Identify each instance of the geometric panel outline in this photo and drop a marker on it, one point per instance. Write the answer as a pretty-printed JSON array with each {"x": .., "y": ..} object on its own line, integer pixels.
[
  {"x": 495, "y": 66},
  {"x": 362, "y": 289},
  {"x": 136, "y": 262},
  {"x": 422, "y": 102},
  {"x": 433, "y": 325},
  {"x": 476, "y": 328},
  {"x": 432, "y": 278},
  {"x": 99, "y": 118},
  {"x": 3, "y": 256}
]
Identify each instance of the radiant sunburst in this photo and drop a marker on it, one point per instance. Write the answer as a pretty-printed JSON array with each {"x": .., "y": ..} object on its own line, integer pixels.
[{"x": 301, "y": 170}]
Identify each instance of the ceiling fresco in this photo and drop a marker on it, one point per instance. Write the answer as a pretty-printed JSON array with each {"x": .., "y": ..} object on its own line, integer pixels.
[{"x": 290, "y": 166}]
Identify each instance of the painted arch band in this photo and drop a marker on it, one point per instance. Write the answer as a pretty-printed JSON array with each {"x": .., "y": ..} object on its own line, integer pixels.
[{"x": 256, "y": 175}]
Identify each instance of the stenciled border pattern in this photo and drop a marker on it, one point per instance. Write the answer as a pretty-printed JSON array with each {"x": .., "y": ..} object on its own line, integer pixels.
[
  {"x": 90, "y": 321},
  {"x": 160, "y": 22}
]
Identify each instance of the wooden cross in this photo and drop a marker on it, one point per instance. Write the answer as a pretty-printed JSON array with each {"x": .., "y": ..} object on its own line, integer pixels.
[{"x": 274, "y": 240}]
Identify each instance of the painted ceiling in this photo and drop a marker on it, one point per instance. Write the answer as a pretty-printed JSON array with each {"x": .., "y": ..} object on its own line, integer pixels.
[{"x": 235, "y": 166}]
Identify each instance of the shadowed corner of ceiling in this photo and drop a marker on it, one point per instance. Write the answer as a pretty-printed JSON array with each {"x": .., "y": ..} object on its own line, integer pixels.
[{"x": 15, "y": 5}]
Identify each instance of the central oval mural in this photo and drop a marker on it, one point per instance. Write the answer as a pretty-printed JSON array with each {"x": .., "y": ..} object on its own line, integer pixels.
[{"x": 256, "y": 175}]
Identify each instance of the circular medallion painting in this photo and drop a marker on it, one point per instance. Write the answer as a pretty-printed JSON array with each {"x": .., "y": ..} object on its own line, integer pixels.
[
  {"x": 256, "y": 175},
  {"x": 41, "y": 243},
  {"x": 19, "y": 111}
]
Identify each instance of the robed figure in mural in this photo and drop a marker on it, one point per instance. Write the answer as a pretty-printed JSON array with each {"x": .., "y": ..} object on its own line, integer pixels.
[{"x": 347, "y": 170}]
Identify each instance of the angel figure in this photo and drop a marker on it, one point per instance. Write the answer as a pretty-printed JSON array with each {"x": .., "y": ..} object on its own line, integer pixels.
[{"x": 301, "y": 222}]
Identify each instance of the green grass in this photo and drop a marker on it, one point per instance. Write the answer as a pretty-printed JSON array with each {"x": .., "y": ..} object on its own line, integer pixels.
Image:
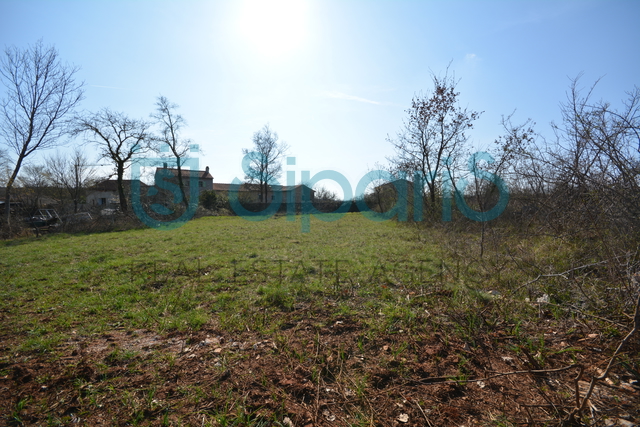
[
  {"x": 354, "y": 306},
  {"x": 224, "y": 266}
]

###

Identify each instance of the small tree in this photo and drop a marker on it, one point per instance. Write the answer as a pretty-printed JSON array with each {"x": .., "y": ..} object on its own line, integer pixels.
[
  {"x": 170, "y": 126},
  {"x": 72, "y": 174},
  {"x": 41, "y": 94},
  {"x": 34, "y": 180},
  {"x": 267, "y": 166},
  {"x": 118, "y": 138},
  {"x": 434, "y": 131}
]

###

● **GIVEN EXERCISE**
Count the lines in the items above that contain the word "circular". Reply with the number only.

● **ANSWER TO THIS TASK**
1